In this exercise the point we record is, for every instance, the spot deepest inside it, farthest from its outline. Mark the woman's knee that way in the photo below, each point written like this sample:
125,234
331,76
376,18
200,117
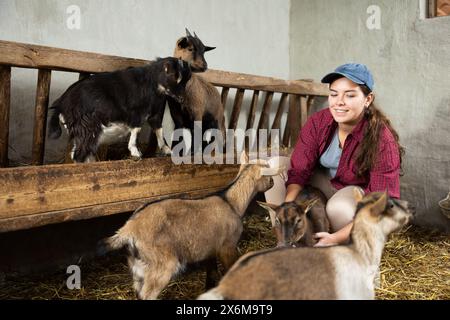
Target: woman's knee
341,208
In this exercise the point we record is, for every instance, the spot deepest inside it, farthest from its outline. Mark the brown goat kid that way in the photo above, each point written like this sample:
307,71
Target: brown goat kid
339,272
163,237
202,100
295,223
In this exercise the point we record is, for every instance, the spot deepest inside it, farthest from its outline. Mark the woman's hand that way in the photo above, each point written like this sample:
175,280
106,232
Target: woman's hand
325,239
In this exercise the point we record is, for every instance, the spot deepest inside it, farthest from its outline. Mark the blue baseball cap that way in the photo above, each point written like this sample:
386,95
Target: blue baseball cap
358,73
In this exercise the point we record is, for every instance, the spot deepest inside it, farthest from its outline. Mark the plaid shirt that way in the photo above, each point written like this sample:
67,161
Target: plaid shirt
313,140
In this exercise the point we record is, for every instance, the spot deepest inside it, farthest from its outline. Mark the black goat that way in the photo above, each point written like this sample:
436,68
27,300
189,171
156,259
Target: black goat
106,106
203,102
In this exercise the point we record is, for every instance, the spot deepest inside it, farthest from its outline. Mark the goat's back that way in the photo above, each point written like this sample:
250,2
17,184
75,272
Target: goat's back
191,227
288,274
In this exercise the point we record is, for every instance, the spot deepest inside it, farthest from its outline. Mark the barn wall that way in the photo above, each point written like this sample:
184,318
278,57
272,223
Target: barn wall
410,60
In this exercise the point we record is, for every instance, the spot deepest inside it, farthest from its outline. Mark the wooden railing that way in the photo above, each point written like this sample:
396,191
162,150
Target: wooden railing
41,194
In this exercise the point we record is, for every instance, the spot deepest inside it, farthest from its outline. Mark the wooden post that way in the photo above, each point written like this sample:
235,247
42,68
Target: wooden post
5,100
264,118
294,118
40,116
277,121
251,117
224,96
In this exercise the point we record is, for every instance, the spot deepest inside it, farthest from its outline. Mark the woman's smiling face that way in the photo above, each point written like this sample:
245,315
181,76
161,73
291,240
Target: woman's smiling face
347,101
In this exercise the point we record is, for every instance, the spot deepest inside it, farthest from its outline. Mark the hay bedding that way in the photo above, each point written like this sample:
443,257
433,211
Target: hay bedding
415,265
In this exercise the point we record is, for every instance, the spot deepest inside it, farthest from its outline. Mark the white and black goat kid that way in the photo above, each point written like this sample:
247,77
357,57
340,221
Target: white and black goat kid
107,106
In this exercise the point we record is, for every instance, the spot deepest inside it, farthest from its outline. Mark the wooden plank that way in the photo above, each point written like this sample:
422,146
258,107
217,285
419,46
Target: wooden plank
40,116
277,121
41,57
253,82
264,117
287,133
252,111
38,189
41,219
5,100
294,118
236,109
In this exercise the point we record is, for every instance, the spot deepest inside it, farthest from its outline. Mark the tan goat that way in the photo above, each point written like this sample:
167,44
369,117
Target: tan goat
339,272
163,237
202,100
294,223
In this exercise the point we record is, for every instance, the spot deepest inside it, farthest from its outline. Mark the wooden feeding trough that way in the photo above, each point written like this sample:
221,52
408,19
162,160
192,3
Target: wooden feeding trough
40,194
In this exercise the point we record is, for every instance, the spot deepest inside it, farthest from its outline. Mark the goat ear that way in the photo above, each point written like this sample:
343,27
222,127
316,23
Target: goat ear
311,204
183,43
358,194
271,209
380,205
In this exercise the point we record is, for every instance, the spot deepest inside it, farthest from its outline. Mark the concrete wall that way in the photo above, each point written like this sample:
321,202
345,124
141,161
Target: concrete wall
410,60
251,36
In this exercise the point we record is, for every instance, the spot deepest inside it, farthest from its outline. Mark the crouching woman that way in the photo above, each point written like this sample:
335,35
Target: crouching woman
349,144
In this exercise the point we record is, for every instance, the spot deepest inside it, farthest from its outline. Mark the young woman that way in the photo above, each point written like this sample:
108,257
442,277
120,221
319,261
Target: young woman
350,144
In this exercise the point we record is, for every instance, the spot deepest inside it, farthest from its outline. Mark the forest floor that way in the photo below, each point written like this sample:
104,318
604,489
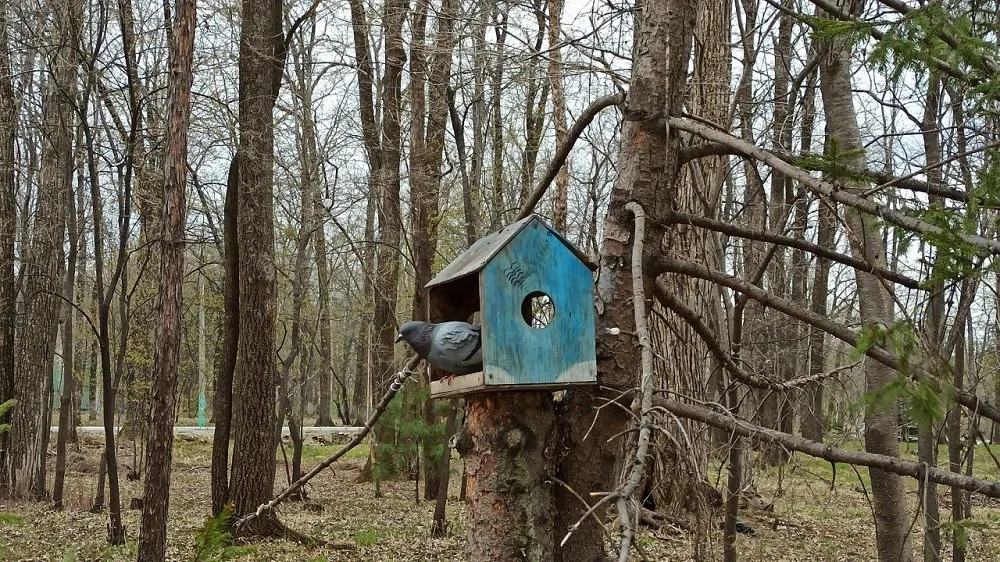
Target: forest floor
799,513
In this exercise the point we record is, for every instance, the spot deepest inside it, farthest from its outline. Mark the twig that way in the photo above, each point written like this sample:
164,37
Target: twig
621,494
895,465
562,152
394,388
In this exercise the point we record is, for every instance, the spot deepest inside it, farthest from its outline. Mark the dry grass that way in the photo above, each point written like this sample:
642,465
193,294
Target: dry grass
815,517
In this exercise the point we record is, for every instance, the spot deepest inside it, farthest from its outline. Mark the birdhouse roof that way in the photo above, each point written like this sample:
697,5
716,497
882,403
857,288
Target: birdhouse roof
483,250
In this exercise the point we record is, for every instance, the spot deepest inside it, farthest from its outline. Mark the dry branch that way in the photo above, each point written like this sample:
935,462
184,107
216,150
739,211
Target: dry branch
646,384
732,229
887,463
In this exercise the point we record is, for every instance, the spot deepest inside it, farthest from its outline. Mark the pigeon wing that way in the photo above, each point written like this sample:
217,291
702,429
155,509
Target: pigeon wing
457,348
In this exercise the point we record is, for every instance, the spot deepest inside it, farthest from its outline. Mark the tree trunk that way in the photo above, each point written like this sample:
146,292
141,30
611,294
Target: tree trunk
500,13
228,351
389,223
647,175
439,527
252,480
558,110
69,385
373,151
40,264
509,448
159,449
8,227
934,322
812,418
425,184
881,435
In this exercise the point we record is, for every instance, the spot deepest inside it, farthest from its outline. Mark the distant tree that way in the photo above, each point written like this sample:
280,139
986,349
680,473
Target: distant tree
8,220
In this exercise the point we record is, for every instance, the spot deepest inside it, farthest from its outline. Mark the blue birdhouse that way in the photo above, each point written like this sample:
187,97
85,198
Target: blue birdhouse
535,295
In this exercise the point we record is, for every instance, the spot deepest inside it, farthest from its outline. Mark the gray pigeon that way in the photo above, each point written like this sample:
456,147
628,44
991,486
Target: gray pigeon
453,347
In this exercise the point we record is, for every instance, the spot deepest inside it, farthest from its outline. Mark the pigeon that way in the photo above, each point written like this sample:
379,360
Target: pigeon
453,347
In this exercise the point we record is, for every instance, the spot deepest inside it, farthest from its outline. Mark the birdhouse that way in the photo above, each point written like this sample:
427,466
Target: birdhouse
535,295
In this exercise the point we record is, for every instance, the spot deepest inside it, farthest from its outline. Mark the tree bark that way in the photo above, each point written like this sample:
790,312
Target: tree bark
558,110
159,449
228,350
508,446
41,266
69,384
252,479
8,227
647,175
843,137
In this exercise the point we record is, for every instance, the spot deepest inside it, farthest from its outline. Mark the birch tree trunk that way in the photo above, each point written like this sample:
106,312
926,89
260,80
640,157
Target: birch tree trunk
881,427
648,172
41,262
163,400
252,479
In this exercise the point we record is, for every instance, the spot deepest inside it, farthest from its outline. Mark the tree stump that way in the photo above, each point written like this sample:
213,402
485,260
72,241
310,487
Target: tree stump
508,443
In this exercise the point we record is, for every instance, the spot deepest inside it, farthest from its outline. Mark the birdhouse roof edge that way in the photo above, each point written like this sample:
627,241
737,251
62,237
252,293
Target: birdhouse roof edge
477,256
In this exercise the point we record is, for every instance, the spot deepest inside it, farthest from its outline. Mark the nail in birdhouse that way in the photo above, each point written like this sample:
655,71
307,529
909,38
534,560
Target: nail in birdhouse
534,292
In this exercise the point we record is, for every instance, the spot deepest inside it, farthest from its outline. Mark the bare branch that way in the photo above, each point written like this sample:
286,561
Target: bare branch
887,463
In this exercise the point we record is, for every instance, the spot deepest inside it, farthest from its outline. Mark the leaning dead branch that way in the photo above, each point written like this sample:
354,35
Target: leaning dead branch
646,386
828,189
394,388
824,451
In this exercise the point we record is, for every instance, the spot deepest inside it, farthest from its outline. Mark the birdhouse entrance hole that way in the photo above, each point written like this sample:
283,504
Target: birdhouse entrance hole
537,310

______________________________

● **TASK**: Restate word for word the lines from the one holding "roof edge that" to the end of the listing, both ends included, and nothing more.

● **TASK RESPONSE**:
In this exercise the point we record is, for every instance, the spot deepest inside it, farthest from its outline. Mark the birdhouse roof edge that way in the photo above, each point written like this sample:
627,241
737,251
62,237
252,293
Target: birdhouse roof edge
477,256
In this exercise the point we record is, for every instance, the spot deepest inside it, farthest from its outline. Mark the nail in birdhouse that way in the photo above, each point written like this sample:
655,71
307,529
909,38
534,560
Target: nail in birdhouse
534,292
In this exercise the point we record is, for every instance, the spot deepest inside it, farthest from its outline. Mark the bare branch that way in the photo above, each point written like this sample:
286,561
Target: bare branch
887,463
In this exercise the point we record is, for every instance, the spot deepest inside it, farthest from its outline. Mark the leaning dead branch that way in the photo above, each point written like this sample:
354,35
Target: leaning dead branch
646,386
828,189
394,388
824,451
In this exercise the point we record is, for every instance, the spot deepest inside it, farthest from its outline. Mark the birdhouse entrance hole that way in the photo above, each point written like this sample:
283,504
Target: birdhouse entrance hole
537,310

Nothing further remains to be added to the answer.